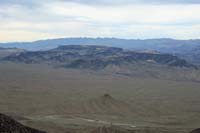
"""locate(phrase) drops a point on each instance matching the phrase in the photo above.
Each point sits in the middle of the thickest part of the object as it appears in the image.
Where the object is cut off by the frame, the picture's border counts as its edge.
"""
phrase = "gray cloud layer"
(102, 2)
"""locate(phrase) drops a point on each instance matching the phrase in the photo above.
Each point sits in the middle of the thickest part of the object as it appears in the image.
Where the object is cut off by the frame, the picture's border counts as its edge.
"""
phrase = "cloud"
(63, 18)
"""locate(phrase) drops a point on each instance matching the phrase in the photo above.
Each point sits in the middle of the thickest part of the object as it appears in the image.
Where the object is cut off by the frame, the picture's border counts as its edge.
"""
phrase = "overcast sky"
(28, 20)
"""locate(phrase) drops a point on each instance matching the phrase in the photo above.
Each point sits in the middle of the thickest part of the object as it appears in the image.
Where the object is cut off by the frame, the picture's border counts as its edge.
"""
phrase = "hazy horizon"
(30, 20)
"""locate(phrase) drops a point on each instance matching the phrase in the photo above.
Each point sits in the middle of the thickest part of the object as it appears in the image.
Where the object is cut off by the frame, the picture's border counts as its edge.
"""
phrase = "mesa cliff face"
(96, 57)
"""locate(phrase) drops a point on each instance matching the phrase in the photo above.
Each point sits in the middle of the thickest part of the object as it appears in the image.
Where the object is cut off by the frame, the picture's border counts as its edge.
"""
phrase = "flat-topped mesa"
(97, 58)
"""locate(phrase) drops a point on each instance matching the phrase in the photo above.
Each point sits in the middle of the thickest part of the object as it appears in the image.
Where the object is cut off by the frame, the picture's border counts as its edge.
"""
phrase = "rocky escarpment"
(96, 57)
(9, 125)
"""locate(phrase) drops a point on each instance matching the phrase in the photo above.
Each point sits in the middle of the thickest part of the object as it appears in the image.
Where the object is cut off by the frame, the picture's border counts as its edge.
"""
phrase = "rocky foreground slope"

────────────────────

Count the lines in the rows above that contain the string "rocky", matching case exactly. Reply with the number alone.

** Result **
2